[Stored records]
= Beginning of Section =

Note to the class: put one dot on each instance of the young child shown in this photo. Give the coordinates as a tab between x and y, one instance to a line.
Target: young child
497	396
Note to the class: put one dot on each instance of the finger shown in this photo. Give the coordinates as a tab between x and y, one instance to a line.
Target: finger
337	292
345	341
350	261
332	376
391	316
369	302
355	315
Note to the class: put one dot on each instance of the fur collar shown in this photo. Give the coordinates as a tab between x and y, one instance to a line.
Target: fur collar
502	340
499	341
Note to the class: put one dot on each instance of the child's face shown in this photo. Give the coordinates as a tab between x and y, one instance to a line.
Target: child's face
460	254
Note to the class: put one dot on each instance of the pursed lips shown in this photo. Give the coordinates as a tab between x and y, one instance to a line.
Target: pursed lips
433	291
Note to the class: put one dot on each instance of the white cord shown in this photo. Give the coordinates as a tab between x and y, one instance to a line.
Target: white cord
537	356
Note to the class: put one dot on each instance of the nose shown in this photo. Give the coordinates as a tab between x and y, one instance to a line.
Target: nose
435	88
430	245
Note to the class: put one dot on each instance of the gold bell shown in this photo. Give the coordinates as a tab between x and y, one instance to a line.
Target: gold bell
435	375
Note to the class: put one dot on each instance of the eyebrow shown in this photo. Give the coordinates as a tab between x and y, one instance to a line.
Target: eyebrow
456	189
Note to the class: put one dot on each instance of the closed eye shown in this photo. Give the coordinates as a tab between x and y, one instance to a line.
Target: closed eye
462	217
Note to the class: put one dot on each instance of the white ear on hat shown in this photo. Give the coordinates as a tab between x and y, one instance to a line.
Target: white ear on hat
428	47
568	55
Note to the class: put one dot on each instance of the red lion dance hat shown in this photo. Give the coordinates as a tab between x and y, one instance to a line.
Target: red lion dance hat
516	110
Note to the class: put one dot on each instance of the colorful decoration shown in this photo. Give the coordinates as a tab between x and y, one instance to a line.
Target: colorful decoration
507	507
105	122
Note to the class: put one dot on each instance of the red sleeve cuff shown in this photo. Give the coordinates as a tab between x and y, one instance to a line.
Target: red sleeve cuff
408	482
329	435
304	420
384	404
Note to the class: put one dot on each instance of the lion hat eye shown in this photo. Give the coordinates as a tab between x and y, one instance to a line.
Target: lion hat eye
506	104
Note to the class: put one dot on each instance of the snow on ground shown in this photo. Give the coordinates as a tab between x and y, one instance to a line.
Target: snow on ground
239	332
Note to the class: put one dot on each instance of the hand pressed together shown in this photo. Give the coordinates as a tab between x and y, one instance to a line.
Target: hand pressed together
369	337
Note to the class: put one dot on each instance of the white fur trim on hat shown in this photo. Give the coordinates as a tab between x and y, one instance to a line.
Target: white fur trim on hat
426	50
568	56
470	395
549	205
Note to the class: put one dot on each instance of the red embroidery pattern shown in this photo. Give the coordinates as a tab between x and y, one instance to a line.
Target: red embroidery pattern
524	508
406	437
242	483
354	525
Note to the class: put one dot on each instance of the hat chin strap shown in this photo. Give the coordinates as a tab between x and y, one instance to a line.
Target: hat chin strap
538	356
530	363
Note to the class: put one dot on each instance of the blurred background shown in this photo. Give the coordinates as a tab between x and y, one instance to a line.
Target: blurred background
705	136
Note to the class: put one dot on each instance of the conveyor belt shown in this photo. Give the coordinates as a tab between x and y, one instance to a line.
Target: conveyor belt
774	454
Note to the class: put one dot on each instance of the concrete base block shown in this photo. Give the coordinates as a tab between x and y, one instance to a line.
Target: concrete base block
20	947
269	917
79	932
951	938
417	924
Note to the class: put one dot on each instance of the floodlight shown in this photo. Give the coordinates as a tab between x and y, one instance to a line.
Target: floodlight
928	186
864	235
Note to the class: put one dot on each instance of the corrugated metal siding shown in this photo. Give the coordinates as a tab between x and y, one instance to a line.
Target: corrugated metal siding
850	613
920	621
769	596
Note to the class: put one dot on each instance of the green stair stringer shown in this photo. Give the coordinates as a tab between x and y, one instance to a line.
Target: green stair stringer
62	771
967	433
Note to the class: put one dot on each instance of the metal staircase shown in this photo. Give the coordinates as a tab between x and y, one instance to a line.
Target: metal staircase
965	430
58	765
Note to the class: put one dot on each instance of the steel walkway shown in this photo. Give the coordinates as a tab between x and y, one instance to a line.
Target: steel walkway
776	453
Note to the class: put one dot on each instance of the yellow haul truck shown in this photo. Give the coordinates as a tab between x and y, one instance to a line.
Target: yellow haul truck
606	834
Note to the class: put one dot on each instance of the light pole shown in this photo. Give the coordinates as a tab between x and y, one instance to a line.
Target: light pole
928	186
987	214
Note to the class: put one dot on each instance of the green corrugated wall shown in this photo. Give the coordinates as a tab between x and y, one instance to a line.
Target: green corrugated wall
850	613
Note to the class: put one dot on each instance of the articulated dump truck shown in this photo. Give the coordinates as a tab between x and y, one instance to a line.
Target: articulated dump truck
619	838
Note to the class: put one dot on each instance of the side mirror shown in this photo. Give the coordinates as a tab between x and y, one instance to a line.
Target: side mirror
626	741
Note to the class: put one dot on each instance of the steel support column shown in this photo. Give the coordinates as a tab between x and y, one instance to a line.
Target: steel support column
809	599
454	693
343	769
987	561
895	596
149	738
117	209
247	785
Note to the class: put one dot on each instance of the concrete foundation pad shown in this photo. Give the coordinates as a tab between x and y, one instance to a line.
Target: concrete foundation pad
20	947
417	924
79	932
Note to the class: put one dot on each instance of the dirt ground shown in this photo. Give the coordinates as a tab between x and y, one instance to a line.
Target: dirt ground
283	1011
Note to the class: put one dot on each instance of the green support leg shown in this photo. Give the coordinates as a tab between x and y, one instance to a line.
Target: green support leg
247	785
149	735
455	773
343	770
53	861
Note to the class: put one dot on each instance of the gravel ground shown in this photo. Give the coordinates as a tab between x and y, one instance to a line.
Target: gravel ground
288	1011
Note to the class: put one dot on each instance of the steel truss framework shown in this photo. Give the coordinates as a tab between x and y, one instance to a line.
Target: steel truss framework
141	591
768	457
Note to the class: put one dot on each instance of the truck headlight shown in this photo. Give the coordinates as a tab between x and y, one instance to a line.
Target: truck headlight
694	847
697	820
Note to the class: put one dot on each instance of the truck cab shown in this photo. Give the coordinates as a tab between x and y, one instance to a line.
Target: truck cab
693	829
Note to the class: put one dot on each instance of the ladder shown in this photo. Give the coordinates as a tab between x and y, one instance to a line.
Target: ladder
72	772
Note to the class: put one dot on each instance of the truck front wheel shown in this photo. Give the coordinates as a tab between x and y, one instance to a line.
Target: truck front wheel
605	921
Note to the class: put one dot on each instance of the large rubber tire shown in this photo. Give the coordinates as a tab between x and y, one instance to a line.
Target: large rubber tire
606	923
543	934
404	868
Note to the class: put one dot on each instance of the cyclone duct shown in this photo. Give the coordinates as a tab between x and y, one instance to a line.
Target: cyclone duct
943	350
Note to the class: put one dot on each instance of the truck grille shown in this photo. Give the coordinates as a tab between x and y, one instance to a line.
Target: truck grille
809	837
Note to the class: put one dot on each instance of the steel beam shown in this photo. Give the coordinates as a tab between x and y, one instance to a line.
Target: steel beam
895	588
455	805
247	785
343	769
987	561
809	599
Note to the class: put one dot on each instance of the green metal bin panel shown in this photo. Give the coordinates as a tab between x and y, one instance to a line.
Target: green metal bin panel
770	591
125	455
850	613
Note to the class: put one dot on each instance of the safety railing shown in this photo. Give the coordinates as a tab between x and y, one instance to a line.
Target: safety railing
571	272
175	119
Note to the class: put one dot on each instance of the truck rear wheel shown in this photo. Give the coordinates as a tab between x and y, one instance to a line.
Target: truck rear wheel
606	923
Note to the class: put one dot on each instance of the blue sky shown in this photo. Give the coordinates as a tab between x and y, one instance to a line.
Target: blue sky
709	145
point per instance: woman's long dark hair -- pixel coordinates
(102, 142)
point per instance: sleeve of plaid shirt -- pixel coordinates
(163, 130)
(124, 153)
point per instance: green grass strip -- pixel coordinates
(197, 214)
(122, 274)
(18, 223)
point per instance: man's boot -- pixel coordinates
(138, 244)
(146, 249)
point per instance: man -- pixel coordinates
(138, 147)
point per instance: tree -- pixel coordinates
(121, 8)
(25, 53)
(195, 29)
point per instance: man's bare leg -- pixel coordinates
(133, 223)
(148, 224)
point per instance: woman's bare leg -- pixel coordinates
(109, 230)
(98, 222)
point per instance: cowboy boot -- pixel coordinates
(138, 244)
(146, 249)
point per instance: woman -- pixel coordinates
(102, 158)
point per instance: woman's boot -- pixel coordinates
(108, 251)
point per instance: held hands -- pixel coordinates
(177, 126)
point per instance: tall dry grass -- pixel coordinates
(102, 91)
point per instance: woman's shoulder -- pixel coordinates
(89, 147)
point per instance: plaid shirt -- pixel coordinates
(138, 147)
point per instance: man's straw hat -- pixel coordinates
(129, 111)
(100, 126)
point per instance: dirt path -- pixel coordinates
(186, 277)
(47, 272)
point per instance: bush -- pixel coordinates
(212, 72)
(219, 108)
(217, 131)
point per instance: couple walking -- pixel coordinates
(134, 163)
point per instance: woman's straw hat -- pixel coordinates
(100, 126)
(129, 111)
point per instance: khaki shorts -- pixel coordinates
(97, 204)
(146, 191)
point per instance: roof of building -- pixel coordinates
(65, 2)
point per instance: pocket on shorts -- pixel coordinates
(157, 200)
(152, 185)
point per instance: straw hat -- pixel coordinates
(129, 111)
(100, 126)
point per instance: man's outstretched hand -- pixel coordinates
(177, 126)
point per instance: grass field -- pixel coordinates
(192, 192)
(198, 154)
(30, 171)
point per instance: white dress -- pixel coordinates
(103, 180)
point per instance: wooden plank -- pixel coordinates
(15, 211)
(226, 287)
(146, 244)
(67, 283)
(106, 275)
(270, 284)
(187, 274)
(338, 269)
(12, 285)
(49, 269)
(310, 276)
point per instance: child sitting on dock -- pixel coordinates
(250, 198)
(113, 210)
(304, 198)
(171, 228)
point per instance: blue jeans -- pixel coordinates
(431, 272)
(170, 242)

= End of Section =

Problem description: All lines from the start of the entries through the line where "of the finger" sits should be duplicated exactly, with nothing else in the output.

Answer for the task:
Note to the class: put one dot on each instance of the young child shown in this photo. Give the coordinates as a tab between x and y, one instance to a line.
Target: young child
497	396
Note to the class: put one dot on each instance of the finger shown in this photo. Give the coordinates as a tab between x and y, one instance to a line.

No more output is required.